# WORK INSTRUCTIONS
Rescale the stretch of the listing from the line containing "Every instance of the hangar" through the end of the listing, rewriting only those lines, requests included, with every answer point coordinate multiplied by 1.7 and rounded to a whole number, halves up. Keep the numbers in the requests and their format samples unchanged.

# TASK INPUT
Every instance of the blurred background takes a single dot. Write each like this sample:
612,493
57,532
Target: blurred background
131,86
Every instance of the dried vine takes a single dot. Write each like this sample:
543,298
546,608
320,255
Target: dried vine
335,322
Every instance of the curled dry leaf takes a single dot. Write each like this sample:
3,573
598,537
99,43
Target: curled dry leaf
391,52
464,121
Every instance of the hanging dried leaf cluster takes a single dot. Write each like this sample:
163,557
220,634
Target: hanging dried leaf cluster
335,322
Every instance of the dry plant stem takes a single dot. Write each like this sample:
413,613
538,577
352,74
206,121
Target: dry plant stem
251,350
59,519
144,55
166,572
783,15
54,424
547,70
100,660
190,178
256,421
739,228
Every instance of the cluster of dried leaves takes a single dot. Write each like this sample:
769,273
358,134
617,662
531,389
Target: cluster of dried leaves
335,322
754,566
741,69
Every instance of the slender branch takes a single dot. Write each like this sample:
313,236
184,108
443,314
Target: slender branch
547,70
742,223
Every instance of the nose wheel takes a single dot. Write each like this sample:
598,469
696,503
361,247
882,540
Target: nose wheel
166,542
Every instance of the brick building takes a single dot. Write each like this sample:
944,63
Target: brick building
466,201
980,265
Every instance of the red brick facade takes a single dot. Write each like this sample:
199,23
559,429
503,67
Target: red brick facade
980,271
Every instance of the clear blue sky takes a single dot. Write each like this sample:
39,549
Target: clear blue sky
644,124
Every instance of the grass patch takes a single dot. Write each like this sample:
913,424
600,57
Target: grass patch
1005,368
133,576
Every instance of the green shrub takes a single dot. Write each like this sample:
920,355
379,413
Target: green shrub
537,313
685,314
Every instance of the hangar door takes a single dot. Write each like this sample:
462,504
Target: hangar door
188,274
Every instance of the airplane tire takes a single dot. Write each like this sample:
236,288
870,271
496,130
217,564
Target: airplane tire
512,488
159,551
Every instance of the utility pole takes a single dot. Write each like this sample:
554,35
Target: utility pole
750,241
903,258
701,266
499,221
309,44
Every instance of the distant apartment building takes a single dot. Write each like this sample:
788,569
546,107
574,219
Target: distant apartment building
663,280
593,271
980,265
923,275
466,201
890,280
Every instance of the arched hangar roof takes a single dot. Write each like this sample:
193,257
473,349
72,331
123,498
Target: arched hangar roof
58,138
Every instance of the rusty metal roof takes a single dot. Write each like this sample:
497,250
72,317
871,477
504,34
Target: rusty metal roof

# RESULT
Every instance of the hangar door takes a single dot. Write each like this sample:
462,504
Target: hangar door
320,466
Every instance of the airplane tire takes a single dot. Write each like this sample:
236,288
870,271
496,130
217,564
Target: airplane tire
870,830
270,937
Every instance of the utility pole takes a single dot. Write each like this sample:
554,35
Target: utility pole
1275,410
1535,439
1192,452
848,376
525,75
Every instance of the distant apartment building takes a single dot. Write each like this sample:
788,569
546,107
574,219
Target: distant apartment building
1127,476
1008,461
1666,451
1569,468
792,342
1513,476
Every instance of the arched hangar roof takes a single dot. Write each like this sample:
193,257
473,349
72,331
123,498
Target: arched hangar roof
99,235
Every instance of the rusty metal roof takes a single dot. Write each like this sample:
497,250
72,317
871,477
504,34
Target: rusty metal roof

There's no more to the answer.